%%

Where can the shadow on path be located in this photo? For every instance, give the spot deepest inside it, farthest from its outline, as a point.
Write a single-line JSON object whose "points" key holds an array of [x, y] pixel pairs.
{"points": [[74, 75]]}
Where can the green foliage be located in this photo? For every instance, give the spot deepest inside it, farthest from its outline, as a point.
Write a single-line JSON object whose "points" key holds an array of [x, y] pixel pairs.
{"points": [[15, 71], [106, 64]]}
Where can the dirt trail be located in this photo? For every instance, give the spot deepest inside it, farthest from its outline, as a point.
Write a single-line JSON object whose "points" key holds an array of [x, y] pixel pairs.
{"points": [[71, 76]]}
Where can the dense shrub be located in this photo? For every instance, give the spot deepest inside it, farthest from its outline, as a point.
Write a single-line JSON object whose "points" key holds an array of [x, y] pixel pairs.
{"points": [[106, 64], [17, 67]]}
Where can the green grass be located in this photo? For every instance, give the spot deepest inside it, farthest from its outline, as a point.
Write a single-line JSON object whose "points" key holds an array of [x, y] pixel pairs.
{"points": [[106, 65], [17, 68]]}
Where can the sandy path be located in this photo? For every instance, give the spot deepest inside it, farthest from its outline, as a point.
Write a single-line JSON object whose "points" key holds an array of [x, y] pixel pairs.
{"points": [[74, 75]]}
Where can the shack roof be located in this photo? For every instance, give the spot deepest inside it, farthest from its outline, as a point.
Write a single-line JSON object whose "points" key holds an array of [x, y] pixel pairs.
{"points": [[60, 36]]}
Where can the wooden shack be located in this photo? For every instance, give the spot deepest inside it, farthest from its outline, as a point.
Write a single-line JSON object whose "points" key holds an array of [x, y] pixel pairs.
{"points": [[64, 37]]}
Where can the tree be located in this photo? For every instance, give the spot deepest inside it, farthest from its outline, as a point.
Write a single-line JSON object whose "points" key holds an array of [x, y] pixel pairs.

%%

- **Problem requirements**
Every line from the one containing "Where can the dirt" through the last line of the entries must be written out verbatim, and no other line.

- **Problem solution**
Where can the dirt trail be located in this photo? For every instance, give the spot deepest inside it, farthest from its outline, as a point.
Write a single-line JSON object whose "points" key holds an array of [x, y] pixel pairs.
{"points": [[71, 76]]}
Where can the dense shrub be located in this photo? For every instance, give the spot deepest inside it, farthest from its outline, as a point.
Write a single-line JSON object whose "points" key holds an array of [x, y] pixel pairs.
{"points": [[106, 64], [17, 67]]}
Where can the green grass be located in this photo? For every instance, give the spot deepest inside it, farthest from its outline, as a point.
Write a single-line JSON object whose "points" key holds an array of [x, y] pixel pairs.
{"points": [[106, 65], [17, 68]]}
Where can the sandy path be located in this photo? For every instance, give the spot deepest inside it, farthest from its outline, as a point.
Write a single-line JSON object whose "points" key holds an array of [x, y] pixel pairs.
{"points": [[74, 75]]}
Where can the shack roof be located in this photo? For every instance, give the spot deepest inside it, farthest from its outline, as a point.
Write a single-line JSON object whose "points" key holds an array of [x, y] pixel pairs.
{"points": [[60, 36]]}
Where can the wooden shack be located in this photo? For every instance, give the spot deepest inside it, farthest from its outline, as a point.
Write a single-line JSON object whose "points" key holds an array of [x, y] pixel pairs.
{"points": [[64, 37]]}
Where can the tree be located in this photo? For every instance, give the spot deepest inside it, farthest from its outline, as a point.
Write a single-line JSON object whose "points" key holds an array of [x, y] pixel pairs.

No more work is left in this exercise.